### Document section:
________

- New guidelines have been provided for those hoping to have a BBQ gathering
- From June 1, groups of up to six people can enjoy socially distanced meetings
- A one-way system around gardens has been advised to minimise contact
- A leading expert has said people can 'make it fun', almost 'like a game'
- Guests are recommended to bring their own condiments and cutlery
Revellers planning to host a barbecue next week should consider one-way systems of travel around the grill and bringing their own condiments, an expert has said.
From June 1, groups of up to six people in England will be able to enjoy socially distanced meetings in parks and gardens, including hosting barbecues, Prime Minister Boris Johnson announced on Thursday.
Behavioural neuroscientist at the University of Reading's School of Psychology, Professor Patricia Riddell, said the Government guidelines around this are unclear, and recommended some measures those worried about spreading the virus could take to stay safe.

________

[Collected data entries]
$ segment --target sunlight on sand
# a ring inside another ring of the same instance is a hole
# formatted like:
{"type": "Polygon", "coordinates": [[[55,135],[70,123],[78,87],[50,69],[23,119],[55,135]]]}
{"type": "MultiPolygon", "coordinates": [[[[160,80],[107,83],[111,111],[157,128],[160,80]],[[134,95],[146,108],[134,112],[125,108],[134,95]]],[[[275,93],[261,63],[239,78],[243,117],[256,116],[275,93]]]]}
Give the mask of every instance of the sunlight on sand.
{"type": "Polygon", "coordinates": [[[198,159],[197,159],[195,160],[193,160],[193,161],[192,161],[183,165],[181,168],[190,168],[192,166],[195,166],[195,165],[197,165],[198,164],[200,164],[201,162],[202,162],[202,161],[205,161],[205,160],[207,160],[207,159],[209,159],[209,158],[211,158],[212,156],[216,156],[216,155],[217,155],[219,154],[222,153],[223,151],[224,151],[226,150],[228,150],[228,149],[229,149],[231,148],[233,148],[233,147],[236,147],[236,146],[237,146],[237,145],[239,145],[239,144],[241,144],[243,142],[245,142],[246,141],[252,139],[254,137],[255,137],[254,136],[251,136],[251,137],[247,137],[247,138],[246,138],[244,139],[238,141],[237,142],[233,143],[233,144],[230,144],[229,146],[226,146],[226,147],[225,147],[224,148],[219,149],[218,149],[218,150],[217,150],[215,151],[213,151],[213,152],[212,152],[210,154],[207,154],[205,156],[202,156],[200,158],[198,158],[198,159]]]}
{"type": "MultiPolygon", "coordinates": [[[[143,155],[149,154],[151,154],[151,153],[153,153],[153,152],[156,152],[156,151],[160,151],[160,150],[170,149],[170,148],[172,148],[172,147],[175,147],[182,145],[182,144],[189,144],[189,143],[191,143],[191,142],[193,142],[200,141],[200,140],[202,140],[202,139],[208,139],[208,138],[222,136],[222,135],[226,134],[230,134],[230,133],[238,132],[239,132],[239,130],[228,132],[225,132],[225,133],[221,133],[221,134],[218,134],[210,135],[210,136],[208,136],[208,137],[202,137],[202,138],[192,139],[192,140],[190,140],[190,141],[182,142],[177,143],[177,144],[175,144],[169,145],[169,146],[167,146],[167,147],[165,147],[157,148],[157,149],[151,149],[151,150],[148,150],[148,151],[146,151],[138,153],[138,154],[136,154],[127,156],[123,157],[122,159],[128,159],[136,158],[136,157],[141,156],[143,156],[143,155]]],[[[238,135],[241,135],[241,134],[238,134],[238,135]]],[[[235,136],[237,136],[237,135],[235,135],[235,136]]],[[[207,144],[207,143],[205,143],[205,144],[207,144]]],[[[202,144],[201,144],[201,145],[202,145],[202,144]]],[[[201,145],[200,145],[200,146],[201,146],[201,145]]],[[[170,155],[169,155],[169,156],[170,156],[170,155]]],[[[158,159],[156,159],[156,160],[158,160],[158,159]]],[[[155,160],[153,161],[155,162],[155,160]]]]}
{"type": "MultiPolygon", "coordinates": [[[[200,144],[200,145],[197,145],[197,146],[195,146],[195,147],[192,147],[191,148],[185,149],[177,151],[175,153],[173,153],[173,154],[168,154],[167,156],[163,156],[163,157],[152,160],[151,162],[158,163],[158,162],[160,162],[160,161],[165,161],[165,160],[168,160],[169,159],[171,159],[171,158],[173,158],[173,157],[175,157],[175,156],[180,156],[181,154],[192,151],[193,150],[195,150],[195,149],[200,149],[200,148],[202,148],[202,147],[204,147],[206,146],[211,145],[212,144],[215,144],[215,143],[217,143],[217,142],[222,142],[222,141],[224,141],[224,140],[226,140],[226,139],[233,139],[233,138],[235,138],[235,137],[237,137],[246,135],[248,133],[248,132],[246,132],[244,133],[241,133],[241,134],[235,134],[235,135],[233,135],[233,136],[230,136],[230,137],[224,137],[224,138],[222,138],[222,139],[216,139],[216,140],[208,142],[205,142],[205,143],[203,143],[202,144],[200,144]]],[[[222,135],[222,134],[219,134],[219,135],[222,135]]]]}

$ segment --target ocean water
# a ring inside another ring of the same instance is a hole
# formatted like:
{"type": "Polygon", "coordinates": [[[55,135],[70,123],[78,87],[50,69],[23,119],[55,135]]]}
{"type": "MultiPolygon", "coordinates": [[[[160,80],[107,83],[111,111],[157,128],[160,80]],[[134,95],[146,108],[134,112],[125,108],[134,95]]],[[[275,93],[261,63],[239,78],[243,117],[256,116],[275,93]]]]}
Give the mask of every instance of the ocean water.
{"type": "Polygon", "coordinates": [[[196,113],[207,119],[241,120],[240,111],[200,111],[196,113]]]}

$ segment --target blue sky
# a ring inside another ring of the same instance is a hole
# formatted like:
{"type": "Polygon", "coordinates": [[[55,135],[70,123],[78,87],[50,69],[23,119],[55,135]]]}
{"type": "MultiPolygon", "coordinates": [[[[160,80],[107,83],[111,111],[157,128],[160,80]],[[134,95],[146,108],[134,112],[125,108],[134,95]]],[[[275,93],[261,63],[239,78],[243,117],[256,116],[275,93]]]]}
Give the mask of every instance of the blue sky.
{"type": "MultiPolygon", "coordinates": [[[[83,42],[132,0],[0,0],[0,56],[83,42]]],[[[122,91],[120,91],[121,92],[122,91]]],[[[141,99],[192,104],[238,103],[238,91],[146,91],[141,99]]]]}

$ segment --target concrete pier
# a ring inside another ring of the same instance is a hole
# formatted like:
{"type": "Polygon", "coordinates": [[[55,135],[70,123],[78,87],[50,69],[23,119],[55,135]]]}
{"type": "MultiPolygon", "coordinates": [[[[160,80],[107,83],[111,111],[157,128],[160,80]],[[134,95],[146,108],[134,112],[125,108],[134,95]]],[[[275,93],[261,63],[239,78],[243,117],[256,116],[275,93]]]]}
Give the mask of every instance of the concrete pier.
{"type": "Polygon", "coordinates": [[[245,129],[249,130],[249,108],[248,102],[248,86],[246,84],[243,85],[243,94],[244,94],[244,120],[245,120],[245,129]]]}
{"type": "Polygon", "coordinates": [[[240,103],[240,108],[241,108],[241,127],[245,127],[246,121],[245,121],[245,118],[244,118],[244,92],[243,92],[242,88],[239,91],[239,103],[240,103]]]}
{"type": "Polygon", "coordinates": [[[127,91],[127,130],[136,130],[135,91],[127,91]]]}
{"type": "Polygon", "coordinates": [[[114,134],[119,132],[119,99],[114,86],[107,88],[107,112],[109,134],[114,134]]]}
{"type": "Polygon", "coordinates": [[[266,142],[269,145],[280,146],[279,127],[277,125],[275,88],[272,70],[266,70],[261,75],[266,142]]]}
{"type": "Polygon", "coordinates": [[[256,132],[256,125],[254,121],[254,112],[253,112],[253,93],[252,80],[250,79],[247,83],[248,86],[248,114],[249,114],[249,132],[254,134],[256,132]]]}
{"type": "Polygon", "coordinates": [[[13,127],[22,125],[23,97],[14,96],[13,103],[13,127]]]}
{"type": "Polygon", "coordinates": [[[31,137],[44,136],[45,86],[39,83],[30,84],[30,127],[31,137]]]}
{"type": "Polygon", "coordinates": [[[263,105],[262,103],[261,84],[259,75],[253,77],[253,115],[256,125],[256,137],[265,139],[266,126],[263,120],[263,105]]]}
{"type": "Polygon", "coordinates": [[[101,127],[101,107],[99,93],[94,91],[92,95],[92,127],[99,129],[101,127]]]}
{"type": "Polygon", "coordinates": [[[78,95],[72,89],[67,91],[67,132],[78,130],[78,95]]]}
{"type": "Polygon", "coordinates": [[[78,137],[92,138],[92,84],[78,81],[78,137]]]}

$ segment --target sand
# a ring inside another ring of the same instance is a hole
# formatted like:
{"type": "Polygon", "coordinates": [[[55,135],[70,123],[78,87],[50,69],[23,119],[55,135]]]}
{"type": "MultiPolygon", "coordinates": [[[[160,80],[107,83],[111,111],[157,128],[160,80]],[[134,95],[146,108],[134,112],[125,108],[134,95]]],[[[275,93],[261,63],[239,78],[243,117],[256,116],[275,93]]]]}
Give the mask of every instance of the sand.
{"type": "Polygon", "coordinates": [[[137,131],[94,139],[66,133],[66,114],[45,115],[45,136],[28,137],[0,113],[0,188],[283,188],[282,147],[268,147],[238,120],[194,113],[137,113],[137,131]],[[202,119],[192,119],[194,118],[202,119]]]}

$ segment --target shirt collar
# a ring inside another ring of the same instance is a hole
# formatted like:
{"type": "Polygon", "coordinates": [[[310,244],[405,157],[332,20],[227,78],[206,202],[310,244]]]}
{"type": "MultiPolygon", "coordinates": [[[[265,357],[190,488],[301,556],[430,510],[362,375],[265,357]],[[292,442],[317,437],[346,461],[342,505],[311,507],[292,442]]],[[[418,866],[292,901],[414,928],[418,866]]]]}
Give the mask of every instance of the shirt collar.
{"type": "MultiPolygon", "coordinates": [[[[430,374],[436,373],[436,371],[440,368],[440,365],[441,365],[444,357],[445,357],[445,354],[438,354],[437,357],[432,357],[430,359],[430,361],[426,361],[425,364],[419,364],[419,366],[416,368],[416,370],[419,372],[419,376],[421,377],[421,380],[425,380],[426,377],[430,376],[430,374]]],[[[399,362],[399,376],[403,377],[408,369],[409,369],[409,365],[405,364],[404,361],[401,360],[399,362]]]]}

________

### Problems to solve:
1/ Retype the part of the barbecue article starting with "From June 1, groups of up to six people in" and going on through "announced on Thursday.".
2/ Answer these questions using the barbecue article.
(a) From what date can groups of up to six people meet in England?
(b) What are guests recommended to bring?
(c) At which university's School of Psychology does Professor Patricia Riddell work?

### Solutions per task:
1/
From June 1, groups of up to six people in England will be able to enjoy socially distanced meetings in parks and gardens, including hosting barbecues, Prime Minister Boris Johnson announced on Thursday.

2/
(a) June 1
(b) Their own condiments and cutlery
(c) The University of Reading